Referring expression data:
━━━━━━━━━━━━━━━━

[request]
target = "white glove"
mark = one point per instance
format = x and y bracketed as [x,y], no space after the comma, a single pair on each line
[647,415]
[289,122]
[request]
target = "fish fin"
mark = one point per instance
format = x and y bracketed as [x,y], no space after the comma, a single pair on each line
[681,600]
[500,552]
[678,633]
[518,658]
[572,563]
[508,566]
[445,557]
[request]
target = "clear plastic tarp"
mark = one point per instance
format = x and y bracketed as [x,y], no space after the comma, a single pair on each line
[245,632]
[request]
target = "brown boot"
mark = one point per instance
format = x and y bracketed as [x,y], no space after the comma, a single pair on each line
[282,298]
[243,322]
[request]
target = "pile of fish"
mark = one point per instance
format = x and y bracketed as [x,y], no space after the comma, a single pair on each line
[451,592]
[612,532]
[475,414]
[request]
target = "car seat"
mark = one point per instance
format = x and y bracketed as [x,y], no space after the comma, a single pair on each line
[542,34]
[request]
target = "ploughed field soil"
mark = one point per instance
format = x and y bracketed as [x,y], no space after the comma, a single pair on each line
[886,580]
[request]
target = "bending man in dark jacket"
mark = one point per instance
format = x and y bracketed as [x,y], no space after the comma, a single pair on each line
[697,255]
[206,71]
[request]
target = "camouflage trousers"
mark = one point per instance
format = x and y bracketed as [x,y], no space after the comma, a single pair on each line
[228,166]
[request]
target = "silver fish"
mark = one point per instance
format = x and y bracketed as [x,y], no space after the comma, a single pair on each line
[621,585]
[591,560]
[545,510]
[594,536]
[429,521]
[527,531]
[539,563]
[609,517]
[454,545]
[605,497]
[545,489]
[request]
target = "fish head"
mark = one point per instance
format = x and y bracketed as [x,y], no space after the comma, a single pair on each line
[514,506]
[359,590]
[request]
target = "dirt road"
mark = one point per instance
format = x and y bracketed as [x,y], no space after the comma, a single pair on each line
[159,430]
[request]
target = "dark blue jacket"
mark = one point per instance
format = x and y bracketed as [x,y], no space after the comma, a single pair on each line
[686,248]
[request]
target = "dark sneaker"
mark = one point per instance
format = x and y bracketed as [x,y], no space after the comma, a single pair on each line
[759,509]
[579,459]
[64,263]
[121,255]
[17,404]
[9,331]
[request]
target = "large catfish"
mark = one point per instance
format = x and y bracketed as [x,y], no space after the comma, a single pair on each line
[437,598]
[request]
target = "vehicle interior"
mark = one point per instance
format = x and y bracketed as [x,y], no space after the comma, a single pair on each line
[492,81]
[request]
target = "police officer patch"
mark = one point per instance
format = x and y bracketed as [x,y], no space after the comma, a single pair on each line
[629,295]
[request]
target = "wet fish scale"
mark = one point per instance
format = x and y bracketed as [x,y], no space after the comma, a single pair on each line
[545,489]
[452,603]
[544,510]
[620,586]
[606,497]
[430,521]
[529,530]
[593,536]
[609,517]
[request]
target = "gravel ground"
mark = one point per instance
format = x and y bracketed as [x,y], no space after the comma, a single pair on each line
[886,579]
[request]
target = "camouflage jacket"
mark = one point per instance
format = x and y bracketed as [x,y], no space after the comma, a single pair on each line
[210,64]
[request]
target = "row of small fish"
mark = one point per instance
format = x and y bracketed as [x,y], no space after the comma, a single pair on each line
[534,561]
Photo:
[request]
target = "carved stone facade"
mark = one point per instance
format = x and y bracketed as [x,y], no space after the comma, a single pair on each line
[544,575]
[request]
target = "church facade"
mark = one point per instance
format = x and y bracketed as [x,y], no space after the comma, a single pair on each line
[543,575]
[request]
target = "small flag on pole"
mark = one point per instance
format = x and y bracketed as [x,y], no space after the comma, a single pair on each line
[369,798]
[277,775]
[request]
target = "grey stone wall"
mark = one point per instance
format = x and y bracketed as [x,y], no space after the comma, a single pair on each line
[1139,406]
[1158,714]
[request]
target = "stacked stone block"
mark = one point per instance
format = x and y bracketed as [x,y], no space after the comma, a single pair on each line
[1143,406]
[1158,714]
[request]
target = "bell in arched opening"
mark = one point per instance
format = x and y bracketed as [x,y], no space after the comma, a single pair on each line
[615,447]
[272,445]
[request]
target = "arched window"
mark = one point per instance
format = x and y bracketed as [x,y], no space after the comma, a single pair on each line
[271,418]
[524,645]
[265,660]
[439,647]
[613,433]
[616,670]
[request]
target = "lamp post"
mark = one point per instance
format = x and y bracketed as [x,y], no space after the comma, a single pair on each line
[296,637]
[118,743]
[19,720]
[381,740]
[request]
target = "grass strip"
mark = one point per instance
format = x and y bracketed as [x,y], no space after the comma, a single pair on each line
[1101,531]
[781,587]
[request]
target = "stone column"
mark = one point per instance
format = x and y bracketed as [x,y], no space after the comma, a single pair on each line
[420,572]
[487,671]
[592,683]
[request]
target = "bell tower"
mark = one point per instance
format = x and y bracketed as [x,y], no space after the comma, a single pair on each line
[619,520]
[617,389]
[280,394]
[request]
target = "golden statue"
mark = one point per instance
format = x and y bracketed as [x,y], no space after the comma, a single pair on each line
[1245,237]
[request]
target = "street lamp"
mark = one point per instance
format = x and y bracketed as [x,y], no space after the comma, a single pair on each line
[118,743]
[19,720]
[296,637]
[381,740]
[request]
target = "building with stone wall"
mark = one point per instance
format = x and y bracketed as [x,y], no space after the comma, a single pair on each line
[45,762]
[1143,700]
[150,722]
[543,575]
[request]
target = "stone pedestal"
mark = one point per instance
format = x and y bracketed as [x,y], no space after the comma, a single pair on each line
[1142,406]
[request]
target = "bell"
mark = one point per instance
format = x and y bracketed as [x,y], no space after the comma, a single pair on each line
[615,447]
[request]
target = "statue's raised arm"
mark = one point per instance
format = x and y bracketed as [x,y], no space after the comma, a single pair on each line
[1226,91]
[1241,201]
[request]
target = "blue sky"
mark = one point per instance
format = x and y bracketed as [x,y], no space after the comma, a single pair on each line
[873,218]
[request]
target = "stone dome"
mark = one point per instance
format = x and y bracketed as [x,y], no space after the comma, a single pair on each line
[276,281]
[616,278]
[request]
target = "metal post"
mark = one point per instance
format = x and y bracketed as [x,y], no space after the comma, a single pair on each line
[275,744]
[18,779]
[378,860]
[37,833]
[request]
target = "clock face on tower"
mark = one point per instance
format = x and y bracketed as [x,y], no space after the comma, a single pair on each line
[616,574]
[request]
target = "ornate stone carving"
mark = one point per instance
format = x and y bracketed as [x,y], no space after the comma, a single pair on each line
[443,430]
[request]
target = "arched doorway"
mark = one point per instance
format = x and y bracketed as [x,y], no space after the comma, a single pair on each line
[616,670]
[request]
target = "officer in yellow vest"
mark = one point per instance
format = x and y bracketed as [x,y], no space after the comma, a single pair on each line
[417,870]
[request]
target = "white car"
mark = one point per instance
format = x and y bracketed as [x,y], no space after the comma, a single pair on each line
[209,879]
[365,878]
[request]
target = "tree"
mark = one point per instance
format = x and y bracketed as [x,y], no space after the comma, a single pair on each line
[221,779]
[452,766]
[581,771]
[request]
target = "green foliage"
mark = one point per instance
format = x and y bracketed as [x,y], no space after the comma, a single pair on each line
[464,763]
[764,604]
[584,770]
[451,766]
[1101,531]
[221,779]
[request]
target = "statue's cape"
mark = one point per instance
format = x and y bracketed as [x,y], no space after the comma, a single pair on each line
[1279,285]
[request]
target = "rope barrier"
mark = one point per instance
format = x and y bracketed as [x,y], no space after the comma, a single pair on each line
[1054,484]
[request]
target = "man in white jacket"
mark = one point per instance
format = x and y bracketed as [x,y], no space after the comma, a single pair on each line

━━━━━━━━━━━━━━━━

Type the data out again, exactly.

[request]
target = "white glove"
mark = one point per instance
format = x and y bracketed as [x,y], no space after the comma, a single pair on each line
[647,415]
[289,122]
[request]
target = "fish fin"
mark = one point per instance
format = x and y bracketed as [x,y], no space after the comma, a single pair on each line
[681,600]
[500,552]
[678,633]
[518,658]
[572,563]
[508,566]
[445,557]
[request]
target = "clear plastic tarp"
mark = one point per instance
format = x and y bracketed as [x,y], no space after the comma, a single pair on each line
[245,632]
[request]
target = "brown boot"
mark = one point per instance
format = x and y bracketed as [x,y], no space after the comma, a single pair on each line
[282,298]
[243,322]
[request]
target = "pile of fish"
mark = one point per instance
format = x and y bracketed as [x,y], no space after the comma, a single pair on each line
[451,592]
[612,532]
[475,414]
[request]
target = "car seat"
mark = one point per instance
format = x and y bracketed as [x,y], no space after the comma, a single pair on each line
[542,34]
[request]
target = "ploughed field soil"
mark = one point per instance
format = x and y bracketed as [x,y], no space after the comma, a single pair on each line
[886,580]
[request]
target = "bending man in dark jacket"
mark = one point per instance
format = x and y bracketed as [x,y], no space after the comma, a single pair on each line
[697,255]
[206,71]
[request]
target = "camouflage trousers"
mark = one point per instance
format = x and y bracketed as [x,y], no space after the comma, a single pair on each line
[228,166]
[request]
target = "silver fish"
mark = one point per instance
format = x and y bracketed as [x,y], no space after the comma, a single pair on each line
[621,585]
[591,560]
[545,510]
[594,536]
[429,521]
[527,531]
[539,563]
[609,517]
[454,545]
[605,497]
[545,489]
[request]
target = "fish head"
mark = one point per instance
format = x and y bracketed as [x,y], no space after the comma, a single pair on each line
[514,506]
[359,590]
[request]
target = "dirt road"
mark = one point per instance
format = x and y bracketed as [x,y], no space after the comma, a single pair on each line
[159,430]
[request]
target = "dark blue jacket"
mark = one point per instance
format = x and y bracketed as [x,y], no space after the comma, a single pair on each line
[686,248]
[request]
target = "dark sneaker"
mark = one point per instance
format = x and y bracketed as [x,y], no space after the comma, a single pair on each line
[759,509]
[579,459]
[64,263]
[121,255]
[17,404]
[9,331]
[request]
target = "large catfish"
mark = one point per instance
format = x and y bracketed as [x,y], no space after the comma, a single pair on each line
[437,598]
[request]
target = "vehicle interior"
mark = one point per instance
format = x and y bracketed as [x,y], no space after the comma, a single pair on each line
[492,81]
[request]
target = "police officer patch"
mark = one point per instance
format = x and y bracketed as [x,y], no space after the comma, a single pair on each line
[629,295]
[request]
target = "wet fish scale"
mark = one point per instance
format = x and y bracketed as [x,y], no space after the comma, a single pair on each line
[545,489]
[452,603]
[544,510]
[620,586]
[606,497]
[430,521]
[529,530]
[593,536]
[609,517]
[request]
target = "gravel ground"
mark = one point per instance
format = x and y bracketed as [x,y], no space after the comma, a single pair on each line
[886,579]
[request]
target = "camouflage jacket"
mark = one point per instance
format = x and y bracketed as [x,y], no space after the comma, a single pair on each line
[210,64]
[request]
target = "row of small fish"
mark = one point per instance
format = x and y bracketed as [x,y], no space after the comma, a single pair on each line
[534,561]
Photo:
[request]
target = "carved stone facade"
mark = one point per instance
format = x and y bracketed as [x,y], no space after the comma, a single pair on each line
[544,575]
[request]
target = "church facade"
mark = one point per instance
format = x and y bracketed as [x,y], no space after the comma, a single pair on each line
[543,575]
[request]
target = "small flag on pole"
mark = one point per instance
format = x and y bracketed as [x,y], no space after the comma, a single pair on each line
[369,798]
[277,775]
[request]
target = "grey stone wall"
mark = one point per instance
format = x and y bracketed as [x,y], no space after the comma, a single pair on each line
[1139,406]
[1158,714]
[request]
target = "stacked stone block"
mark = one point per instance
format = x and y bracketed as [x,y], no space after the comma, a single pair on each line
[1143,406]
[1158,714]
[request]
target = "bell in arched opening"
mark = one point per instance
format = x and y bracketed as [x,y], no space after the comma, a single pair on each line
[615,447]
[272,445]
[request]
target = "arched window"
mark = one point per instance
format = x and y bracketed as [x,y], no space after the comma, a single pair on each line
[271,418]
[524,645]
[265,660]
[439,647]
[613,433]
[616,670]
[request]
target = "lamp post"
mark = one point per instance
format = x and y bracketed as [x,y], no space after the comma, a single pair on each line
[296,637]
[118,743]
[19,720]
[381,740]
[request]
target = "grass strip"
mark = one point per instance
format = x and y bracketed as [x,y], no space after the comma, a single pair on each line
[1101,531]
[781,587]
[request]
target = "stone column"
mark = one point per instance
format = x and y bracketed as [x,y], no space after the comma, a single pair on each line
[420,572]
[487,671]
[592,683]
[request]
target = "bell tower"
mark = one point per instance
format = x and y bracketed as [x,y], no space after the comma, a single pair on each line
[619,520]
[617,389]
[280,394]
[request]
target = "golden statue"
mark = one point per instance
format = x and y bracketed as [x,y], no space after the comma, a single pair on each line
[1245,237]
[request]
target = "street lamp"
mark = one point per instance
format = x and y bracketed as [x,y], no space after the comma, a single pair on each line
[118,743]
[19,720]
[296,637]
[381,740]
[request]
target = "building with stone wall"
mark = one point per instance
format = x and y bracketed as [x,y], no space after the comma, a single pair on each line
[45,762]
[1143,700]
[150,722]
[543,575]
[request]
target = "stone pedestal"
mark = one point per instance
format = x and y bracketed as [x,y], no space after the comma, a single pair on each line
[1142,406]
[request]
target = "bell"
mark = one point per instance
format = x and y bracketed as [x,y], no space after the comma, a single pair on each line
[615,447]
[request]
target = "statue's raised arm"
mark = one point per instance
format = x and y bracketed as [x,y], no space after the comma, a single pair on each line
[1226,91]
[1241,201]
[request]
target = "blue sky"
mark = one point per instance
format = x and y bracketed as [x,y], no space after the comma, a single pair on each line
[873,218]
[request]
target = "stone dome"
mark = one point per instance
format = x and y bracketed as [x,y], no space after the comma, a single pair on each line
[276,281]
[616,278]
[request]
target = "metal post"
mark = one point per instance
format = x and y bracketed as [x,y], no space after the comma, a single pair on each line
[275,744]
[18,779]
[378,860]
[37,833]
[request]
target = "clock face on tower"
mark = one point per instance
format = x and y bracketed as [x,y], no space after the comma, a single pair on each line
[616,574]
[request]
target = "ornate stone carving"
mark = one point per instance
format = x and y bracketed as [x,y], no space after the comma, a single pair on each line
[443,430]
[request]
target = "arched doorway"
mark = one point per instance
format = x and y bracketed as [x,y], no space after the comma, a single pair on each line
[616,670]
[request]
target = "officer in yellow vest"
mark = one point per instance
format = x and y bracketed as [x,y], no space after the comma, a single pair on each line
[417,870]
[request]
target = "white car"
mark = one point per instance
format = x and y bracketed as [x,y], no space after the comma, a single pair on each line
[209,879]
[365,878]
[request]
target = "tree"
mark = one point per instance
format = x and y bracketed as [x,y], no space after the comma, a single pair on each line
[221,779]
[452,766]
[581,771]
[request]
target = "green foliage"
mark = one point per instance
format = x and y bracketed as [x,y], no space after the comma, a single pair on each line
[464,763]
[764,604]
[584,770]
[451,766]
[1101,531]
[221,779]
[request]
target = "statue's cape"
mark = one point per instance
format = x and y bracketed as [x,y], no space after the comma, a single pair on each line
[1279,285]
[request]
target = "rope barrier"
mark = one point per instance
format = x and y bracketed as [x,y], no space after the comma, a single pair on each line
[1054,484]
[request]
target = "man in white jacket"
mark = one point per instance
format = x and y bracketed as [x,y], no space after the comma, a single pair on each line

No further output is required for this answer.